Yönergeler:
a – Aşağıdaki belge alıntısına göre şu soruları yanıtlayın:
(i) Programın başarılı olmasında önemli bir unsur olarak ne gösteriliyor?
(ii) Borç yükü değerlendirilirken hangi yıla ilişkin büyüme ve enflasyon varsayımları gözönüne alınmış?
(iii) Programın temel hedefi nedir?
b – Aşağıdaki belge alıntısından "durumundadır. Programımızın temel" ifadesinden başlayıp "katkı sağlayacağına inanılmaktadır." ifadesi de dahil olmak üzere metni aynen yeniden yazın.

11. Türkiye’nin kamu borç yükünün sürdürülebilir olduğuna dair güven, programın başarılı olmasında önemli bir unsurdur. Türkiye’nin borç yükü, 2001 yılına ilişkin daha muhafazakar büyüme ve enflasyon varsayımları gözönüne alınarak, dönem başı faiz oranlarının geçmiş on yılın yüksek ortalamalarına yakın seviyelerde seyretmesi halinde bile sürdürülebilir

durumundadır. Programımızın temel hedefi olan sürdürülebilir hızlı büyümenin sağlanabilmesi için, reel faiz oranlarının önemli ölçüde düşmesi gerekmektedir. Bu kapsamda, programın uygulanmasında ilerlemeler sağlanmaya devam edilmesinin, piyasa güvenini daha da kuvvetlendireceğine ve faiz oranları ile diğer makroekonomik değişkenlerin program hedeflerine yaklaşmasına katkı sağlayacağına inanılmaktadır.

Kayıtlı veriler:
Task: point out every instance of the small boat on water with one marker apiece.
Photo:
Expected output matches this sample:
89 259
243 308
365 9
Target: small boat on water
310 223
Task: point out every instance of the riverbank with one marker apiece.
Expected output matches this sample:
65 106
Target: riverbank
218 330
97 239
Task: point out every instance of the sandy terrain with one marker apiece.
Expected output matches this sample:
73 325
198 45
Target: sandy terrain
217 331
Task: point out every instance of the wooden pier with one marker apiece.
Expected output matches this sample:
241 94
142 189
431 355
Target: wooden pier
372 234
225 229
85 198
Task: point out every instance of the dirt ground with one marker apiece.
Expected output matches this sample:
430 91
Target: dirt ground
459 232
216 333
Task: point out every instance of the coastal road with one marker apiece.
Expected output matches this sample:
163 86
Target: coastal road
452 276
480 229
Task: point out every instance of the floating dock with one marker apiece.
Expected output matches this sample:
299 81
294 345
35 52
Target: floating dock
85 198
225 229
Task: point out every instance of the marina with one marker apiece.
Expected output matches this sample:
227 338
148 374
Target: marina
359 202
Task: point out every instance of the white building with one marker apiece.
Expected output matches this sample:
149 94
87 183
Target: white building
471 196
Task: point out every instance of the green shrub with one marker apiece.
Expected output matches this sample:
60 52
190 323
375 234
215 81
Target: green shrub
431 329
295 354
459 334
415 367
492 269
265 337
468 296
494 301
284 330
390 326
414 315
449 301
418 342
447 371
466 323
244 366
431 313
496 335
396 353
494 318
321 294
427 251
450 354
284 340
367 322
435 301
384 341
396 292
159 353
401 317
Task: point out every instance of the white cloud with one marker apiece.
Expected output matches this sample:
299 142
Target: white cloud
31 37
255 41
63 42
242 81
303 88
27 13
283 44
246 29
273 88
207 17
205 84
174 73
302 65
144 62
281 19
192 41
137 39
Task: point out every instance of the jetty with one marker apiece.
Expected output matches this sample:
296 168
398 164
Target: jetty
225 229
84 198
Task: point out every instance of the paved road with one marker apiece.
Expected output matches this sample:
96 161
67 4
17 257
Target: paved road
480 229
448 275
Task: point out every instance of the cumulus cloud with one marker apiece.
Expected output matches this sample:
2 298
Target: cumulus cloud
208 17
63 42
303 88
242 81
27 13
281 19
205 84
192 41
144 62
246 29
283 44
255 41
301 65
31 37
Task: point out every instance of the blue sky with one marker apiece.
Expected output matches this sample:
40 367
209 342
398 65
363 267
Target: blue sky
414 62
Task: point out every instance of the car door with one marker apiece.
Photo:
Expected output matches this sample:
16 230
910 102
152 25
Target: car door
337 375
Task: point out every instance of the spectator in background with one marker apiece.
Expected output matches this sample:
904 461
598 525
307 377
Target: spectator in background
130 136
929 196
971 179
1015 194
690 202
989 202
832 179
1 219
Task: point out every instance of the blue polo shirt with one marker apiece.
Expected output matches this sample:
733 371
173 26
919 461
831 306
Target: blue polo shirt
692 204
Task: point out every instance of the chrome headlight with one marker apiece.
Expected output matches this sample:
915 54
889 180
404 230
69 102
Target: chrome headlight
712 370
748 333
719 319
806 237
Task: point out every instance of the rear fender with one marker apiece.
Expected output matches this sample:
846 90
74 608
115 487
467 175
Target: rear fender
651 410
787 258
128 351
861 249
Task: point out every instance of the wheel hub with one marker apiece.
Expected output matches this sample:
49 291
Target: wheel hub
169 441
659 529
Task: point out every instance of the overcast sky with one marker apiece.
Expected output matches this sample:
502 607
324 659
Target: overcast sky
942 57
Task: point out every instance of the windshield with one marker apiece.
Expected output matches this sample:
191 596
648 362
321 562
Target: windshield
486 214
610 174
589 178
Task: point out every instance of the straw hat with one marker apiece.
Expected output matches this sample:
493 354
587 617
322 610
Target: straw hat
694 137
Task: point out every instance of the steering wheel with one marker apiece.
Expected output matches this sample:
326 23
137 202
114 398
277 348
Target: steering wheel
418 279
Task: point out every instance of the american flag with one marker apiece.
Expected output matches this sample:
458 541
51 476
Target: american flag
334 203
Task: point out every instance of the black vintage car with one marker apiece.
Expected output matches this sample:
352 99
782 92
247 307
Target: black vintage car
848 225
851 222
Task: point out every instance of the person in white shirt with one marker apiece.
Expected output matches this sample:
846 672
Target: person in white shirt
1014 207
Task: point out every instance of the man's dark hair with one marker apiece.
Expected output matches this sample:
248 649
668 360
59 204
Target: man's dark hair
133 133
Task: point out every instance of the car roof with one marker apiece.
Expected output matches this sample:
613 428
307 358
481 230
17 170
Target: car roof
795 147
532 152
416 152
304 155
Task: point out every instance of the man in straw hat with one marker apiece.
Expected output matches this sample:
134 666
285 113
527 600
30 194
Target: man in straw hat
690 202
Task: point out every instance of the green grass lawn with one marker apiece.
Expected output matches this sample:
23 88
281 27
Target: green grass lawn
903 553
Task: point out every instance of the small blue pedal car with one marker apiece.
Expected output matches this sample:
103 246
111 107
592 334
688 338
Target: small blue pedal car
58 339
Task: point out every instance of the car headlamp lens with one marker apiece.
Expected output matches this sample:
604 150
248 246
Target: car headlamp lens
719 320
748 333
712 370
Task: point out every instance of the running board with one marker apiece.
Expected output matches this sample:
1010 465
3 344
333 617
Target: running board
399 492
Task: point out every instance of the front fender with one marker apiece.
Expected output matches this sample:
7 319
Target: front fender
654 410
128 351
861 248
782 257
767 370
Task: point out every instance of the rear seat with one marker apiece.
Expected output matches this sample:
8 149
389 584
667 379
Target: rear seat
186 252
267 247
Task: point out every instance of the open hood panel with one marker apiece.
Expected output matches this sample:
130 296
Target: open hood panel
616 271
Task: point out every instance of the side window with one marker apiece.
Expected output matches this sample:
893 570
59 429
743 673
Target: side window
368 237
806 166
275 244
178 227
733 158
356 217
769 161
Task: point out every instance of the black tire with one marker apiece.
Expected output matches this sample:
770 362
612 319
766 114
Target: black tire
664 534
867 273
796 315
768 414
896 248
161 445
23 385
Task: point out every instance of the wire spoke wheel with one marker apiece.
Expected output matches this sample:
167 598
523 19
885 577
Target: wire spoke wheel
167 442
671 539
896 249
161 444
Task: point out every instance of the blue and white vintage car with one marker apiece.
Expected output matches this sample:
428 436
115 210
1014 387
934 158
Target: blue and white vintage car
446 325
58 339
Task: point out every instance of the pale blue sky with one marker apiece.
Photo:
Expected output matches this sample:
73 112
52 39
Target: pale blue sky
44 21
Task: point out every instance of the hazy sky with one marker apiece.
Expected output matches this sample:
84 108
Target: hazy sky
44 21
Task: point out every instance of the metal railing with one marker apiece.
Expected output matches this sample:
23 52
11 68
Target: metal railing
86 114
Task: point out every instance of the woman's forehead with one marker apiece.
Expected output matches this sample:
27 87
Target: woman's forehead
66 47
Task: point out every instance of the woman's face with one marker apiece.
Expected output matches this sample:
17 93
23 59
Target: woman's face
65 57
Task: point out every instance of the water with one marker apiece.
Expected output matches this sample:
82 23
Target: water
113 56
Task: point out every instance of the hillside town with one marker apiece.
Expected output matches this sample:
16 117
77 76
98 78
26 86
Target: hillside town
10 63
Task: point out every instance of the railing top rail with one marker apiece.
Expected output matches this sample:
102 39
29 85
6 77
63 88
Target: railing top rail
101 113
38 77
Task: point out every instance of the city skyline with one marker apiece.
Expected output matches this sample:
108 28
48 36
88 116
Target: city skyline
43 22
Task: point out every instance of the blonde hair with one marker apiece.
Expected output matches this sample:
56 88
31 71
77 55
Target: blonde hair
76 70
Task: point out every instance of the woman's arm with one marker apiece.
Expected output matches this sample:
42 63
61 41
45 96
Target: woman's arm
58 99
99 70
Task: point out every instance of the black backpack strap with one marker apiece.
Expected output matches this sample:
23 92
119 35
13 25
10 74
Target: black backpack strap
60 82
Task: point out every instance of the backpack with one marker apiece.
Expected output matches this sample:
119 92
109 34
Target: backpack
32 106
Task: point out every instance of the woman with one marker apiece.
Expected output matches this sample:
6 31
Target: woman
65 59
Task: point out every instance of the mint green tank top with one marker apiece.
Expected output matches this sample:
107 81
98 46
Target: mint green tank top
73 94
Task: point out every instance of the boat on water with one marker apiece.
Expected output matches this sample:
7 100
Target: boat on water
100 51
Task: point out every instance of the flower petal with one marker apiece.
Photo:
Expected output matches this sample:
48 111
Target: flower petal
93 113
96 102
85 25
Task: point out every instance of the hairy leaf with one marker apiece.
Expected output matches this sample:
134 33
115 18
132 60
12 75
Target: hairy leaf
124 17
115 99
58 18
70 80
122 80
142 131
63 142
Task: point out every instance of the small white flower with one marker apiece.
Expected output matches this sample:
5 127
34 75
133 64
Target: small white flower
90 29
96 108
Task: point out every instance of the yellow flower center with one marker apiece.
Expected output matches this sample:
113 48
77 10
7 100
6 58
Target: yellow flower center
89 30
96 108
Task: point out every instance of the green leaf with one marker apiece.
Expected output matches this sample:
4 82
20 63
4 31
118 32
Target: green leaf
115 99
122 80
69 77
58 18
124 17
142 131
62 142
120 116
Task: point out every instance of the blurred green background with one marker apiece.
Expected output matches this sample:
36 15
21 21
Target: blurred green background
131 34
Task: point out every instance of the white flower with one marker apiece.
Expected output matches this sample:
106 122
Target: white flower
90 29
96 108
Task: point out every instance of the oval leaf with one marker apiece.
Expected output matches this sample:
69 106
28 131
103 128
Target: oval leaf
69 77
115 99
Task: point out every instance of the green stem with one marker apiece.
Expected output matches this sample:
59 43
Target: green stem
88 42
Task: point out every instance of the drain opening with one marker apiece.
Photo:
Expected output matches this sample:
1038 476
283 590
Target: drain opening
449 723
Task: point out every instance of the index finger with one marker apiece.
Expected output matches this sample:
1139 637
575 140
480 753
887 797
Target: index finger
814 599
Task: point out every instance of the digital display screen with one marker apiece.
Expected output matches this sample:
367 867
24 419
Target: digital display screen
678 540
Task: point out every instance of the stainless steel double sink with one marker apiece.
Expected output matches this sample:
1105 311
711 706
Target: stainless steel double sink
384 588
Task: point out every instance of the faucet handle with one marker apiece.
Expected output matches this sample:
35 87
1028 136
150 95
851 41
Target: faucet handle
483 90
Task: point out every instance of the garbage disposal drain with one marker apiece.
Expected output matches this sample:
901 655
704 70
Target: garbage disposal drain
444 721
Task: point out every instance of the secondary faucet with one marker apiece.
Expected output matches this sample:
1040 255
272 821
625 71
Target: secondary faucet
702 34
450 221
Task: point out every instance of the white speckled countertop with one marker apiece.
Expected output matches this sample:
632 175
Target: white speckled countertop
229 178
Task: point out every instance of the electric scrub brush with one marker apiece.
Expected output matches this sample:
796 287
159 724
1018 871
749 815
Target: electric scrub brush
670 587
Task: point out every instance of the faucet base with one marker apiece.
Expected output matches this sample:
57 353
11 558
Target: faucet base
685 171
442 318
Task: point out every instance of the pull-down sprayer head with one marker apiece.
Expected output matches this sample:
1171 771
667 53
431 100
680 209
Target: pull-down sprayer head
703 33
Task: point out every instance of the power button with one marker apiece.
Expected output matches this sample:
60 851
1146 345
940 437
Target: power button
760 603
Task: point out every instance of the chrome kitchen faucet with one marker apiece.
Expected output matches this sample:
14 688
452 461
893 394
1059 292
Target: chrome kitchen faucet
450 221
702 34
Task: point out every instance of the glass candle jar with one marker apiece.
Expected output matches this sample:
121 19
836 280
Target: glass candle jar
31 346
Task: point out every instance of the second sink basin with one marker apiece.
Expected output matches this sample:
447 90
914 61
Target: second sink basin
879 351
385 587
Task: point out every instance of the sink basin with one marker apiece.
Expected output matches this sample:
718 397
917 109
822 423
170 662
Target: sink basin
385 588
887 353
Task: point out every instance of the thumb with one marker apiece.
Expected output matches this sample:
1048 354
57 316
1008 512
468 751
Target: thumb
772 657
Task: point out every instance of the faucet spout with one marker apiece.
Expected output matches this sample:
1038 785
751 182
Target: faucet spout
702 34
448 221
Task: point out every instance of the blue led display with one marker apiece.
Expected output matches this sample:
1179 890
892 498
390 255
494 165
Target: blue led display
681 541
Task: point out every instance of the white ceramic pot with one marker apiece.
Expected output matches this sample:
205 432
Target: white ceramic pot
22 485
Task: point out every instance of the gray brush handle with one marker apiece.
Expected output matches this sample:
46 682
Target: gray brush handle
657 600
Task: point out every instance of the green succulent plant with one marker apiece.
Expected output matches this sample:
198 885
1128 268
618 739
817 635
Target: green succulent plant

Yanıtlar:
a –
(i) Türkiye'nin kamu borç yükünün sürdürülebilir olduğuna dair güven.
(ii) 2001 yılına ilişkin daha muhafazakar büyüme ve enflasyon varsayımları.
(iii) Sürdürülebilir hızlı büyümenin sağlanması.

b –
durumundadır. Programımızın temel hedefi olan sürdürülebilir hızlı büyümenin sağlanabilmesi için, reel faiz oranlarının önemli ölçüde düşmesi gerekmektedir. Bu kapsamda, programın uygulanmasında ilerlemeler sağlanmaya devam edilmesinin, piyasa güvenini daha da kuvvetlendireceğine ve faiz oranları ile diğer makroekonomik değişkenlerin program hedeflerine yaklaşmasına katkı sağlayacağına inanılmaktadır.